**What to work on**.
1) In the article on physician burnout below, rewrite the paragraph beginning "Computerized equipment and electronic record-keeping" as a short bulleted list that keeps its main facts.
2) Carry the article on physician burnout forward from its final paragraph.

Kurzban Kurzban Tetzeli & Pratt | Attorneys At Law

Physician burnout increases the risk of medical errors

On Behalf of | May 12, 2020 | Medical Malpractice |

The medical profession demands constant excellence in performance, intelligence and detachment. Failure can be disastrous to a doctor’s career, and more importantly, to patients. 

It is no wonder that Florida physicians often have a higher risk of burnout than professionals in other industries. Moreover, when untreated burnout becomes apathy, the consequences can be disastrous for patient safety. 

What causes physician burnout? 

According to Forbes, the modern medical system has created a culture predisposed to physician burnout. Technological advances in imaging and testing have dramatically improved patient diagnostics. However, they have removed the challenge of investigating symptoms that inherently over-achieving doctors desire. 

Computerized equipment and electronic record-keeping enable the distribution of comparative-performance reports to medical professionals. Doctors who performed at the top of their class in medical college may find themselves labeled as average compared to other physicians in their field. This fosters an atmosphere of competition where the goal becomes outperforming peers, not treating patients. 

On top of all this, the broken medical insurance system that buries doctors in administrative duties and prevents them from spending time with patients.  This culture can lead to an overburden of stress and anxiety, and physicians begin to burn out.

**Given entries**.
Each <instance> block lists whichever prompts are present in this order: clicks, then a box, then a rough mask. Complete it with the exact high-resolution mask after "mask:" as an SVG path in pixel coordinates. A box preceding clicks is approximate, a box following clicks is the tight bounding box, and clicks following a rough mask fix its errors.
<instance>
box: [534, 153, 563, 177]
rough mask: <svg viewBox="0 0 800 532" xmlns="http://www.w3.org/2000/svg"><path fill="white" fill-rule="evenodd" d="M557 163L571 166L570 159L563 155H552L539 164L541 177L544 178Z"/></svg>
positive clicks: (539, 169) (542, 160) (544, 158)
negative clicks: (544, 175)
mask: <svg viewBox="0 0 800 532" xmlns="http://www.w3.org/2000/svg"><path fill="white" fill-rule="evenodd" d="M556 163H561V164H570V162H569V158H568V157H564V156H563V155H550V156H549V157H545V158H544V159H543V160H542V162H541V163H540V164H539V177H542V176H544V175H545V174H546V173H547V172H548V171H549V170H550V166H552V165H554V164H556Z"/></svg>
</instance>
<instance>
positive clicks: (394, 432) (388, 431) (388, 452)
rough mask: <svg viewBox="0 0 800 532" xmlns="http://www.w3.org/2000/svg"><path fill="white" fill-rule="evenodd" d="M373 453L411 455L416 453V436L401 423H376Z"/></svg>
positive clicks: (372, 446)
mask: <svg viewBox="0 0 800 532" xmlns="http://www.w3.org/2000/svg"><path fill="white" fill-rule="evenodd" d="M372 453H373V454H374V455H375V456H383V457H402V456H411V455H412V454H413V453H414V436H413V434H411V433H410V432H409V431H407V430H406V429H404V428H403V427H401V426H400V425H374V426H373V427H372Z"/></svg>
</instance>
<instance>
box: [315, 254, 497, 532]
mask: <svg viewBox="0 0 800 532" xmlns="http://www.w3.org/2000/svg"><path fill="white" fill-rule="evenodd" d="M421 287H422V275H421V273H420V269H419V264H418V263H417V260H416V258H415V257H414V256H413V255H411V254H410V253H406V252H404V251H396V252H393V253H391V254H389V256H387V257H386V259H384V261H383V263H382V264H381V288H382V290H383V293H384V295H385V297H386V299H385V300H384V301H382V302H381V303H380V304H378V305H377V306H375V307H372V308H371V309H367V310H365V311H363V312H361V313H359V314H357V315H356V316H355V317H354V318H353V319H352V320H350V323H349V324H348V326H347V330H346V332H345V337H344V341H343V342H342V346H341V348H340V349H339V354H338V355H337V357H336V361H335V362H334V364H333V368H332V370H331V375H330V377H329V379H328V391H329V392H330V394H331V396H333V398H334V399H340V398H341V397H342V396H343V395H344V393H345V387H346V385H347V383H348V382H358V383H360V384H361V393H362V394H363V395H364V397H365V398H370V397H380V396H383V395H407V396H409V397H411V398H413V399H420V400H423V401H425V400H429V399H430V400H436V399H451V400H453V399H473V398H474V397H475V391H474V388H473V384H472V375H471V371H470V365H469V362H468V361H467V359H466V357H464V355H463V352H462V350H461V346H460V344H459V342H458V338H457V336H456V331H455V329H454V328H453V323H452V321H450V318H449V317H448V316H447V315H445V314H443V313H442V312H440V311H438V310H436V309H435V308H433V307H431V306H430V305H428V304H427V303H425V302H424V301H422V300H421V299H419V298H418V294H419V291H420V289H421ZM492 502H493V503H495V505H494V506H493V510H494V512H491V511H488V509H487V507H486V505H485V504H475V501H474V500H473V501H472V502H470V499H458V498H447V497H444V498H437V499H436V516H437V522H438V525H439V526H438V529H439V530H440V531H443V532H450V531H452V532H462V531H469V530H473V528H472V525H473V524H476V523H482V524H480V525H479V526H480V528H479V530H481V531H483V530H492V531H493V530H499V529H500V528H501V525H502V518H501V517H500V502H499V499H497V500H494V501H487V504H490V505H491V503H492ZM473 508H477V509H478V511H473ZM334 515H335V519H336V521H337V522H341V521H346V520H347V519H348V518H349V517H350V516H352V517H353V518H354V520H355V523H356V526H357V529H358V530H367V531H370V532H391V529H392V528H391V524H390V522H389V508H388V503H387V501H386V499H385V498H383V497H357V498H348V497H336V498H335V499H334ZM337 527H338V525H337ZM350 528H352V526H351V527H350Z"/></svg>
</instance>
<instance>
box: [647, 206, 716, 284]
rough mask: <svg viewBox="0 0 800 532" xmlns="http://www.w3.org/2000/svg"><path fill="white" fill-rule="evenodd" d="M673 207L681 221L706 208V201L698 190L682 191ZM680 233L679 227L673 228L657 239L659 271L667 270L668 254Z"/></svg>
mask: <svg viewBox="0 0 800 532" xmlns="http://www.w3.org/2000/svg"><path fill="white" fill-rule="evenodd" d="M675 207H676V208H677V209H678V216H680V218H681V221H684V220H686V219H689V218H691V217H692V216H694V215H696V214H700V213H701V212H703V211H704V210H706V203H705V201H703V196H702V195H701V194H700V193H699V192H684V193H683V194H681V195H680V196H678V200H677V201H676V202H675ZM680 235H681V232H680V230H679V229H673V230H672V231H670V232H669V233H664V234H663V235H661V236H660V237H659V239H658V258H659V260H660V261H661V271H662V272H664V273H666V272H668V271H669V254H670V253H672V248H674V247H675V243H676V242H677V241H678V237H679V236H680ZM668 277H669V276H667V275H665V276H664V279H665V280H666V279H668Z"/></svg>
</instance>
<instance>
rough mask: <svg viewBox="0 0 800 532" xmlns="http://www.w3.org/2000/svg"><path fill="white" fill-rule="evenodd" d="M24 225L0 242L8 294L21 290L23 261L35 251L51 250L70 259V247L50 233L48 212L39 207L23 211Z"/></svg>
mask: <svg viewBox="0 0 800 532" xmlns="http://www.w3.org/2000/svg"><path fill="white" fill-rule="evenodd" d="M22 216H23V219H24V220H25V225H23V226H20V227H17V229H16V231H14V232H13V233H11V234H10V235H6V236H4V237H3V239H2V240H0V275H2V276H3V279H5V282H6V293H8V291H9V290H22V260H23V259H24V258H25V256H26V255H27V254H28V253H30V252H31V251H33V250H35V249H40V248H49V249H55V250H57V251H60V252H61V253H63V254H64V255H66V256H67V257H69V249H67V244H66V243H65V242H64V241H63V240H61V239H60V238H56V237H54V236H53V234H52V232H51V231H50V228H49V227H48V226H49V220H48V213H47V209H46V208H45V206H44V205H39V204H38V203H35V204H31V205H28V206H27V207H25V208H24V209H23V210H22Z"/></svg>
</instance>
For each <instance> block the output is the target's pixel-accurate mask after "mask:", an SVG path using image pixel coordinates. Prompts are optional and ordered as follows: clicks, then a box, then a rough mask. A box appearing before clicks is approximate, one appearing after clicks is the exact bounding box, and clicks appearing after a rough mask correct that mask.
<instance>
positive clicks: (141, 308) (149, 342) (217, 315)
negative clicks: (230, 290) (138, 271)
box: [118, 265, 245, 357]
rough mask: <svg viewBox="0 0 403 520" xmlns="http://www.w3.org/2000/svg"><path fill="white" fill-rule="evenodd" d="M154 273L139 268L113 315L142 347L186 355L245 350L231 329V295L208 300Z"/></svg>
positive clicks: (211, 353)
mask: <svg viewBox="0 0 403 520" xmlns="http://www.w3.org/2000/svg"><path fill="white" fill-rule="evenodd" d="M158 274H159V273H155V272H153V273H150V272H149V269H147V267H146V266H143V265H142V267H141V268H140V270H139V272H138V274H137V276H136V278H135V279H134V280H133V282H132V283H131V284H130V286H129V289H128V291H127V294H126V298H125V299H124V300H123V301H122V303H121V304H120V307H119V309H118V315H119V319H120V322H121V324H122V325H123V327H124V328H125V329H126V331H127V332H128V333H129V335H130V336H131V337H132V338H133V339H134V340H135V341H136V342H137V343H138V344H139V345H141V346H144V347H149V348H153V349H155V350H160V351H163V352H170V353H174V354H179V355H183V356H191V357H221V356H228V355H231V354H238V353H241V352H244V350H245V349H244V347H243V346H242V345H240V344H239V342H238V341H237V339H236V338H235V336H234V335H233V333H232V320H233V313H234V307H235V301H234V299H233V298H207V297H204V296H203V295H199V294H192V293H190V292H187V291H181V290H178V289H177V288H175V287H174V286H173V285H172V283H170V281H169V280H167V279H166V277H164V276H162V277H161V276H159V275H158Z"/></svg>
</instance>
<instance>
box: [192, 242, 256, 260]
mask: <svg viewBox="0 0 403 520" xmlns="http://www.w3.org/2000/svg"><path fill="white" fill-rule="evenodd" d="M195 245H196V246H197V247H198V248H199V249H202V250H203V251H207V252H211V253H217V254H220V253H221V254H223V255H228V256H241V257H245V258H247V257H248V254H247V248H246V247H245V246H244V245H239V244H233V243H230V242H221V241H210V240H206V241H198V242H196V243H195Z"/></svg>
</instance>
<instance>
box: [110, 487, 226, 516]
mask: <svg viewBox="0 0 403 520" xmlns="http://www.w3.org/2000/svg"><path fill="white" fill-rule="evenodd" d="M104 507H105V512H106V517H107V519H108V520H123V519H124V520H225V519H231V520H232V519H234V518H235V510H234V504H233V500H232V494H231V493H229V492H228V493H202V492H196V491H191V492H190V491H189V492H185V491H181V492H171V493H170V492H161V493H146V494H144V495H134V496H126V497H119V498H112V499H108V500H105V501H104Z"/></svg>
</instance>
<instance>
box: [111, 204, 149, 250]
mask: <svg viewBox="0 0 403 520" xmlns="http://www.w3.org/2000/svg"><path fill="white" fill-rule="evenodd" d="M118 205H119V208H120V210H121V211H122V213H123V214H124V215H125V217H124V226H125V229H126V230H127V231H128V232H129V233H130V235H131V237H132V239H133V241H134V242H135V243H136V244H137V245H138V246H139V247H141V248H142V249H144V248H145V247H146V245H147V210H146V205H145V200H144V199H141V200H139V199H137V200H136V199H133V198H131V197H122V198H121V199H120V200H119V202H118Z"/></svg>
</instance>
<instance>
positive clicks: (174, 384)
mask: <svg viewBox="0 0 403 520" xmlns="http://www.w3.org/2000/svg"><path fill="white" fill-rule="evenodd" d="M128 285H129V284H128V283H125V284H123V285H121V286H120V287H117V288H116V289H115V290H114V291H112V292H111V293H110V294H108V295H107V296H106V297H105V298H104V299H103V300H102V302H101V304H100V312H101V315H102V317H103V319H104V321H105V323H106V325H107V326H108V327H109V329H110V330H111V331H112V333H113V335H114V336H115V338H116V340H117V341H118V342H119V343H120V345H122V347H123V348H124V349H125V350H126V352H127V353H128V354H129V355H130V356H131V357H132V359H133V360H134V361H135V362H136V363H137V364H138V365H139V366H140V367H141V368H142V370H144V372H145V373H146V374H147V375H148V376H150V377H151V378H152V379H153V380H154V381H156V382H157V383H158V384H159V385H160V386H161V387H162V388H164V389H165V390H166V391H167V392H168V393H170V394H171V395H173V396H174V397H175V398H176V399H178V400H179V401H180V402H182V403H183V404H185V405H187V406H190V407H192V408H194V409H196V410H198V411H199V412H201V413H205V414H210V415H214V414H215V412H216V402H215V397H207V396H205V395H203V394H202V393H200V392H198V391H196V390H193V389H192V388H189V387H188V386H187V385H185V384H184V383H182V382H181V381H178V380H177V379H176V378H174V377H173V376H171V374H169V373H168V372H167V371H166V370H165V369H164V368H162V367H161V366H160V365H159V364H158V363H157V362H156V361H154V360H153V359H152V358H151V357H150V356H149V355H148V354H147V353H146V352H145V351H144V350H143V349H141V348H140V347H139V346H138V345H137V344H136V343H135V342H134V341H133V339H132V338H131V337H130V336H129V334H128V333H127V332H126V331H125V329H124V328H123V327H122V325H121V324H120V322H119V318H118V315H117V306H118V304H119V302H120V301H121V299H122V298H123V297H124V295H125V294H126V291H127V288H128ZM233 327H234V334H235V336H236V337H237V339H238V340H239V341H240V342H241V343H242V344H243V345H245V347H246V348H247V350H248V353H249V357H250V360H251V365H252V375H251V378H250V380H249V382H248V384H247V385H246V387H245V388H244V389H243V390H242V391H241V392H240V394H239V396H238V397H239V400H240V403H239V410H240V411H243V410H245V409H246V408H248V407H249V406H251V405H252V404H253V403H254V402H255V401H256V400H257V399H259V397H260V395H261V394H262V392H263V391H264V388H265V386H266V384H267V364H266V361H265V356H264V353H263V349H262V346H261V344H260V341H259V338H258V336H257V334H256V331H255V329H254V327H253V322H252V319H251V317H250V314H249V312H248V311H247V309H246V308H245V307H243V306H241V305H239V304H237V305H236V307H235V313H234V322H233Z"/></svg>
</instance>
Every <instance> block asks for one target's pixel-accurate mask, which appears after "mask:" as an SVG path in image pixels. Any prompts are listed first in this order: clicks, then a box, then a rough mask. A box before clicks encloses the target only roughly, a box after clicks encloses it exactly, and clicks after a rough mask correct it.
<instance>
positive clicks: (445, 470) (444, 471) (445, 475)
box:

**Per-task outputs**.
1)
- Computerized equipment and electronic record-keeping make it possible to send doctors comparative-performance reports.
- Doctors who were at the top of their medical college class may be labeled average next to other physicians in their field.
- This creates competition in which the goal becomes outperforming peers, not treating patients.

2)
How does burnout affect patient safety? 

The National Institutes of Health characterize physician burnout with three traits: reduced feelings of accomplishment, emotional exhaustion and depersonalization. Constant comparison against other doctors can make any physician feel incompetent. Repeated failure to achieve an unattainable standard of perfection can also lead to emotional exhaustion. Doctors may begin to believe they will never catch up to the demands of their workload and the expectations of the medical culture. As physicians feel like they have nothing left to give, they may start to treat their patients as objects instead of people. Known as depersonalization, it frequently manifests as skepticism, pessimism and even hostility towards patients. Studies show that these adverse symptoms of physician burnout increase the risk of serious medical errors two-fold.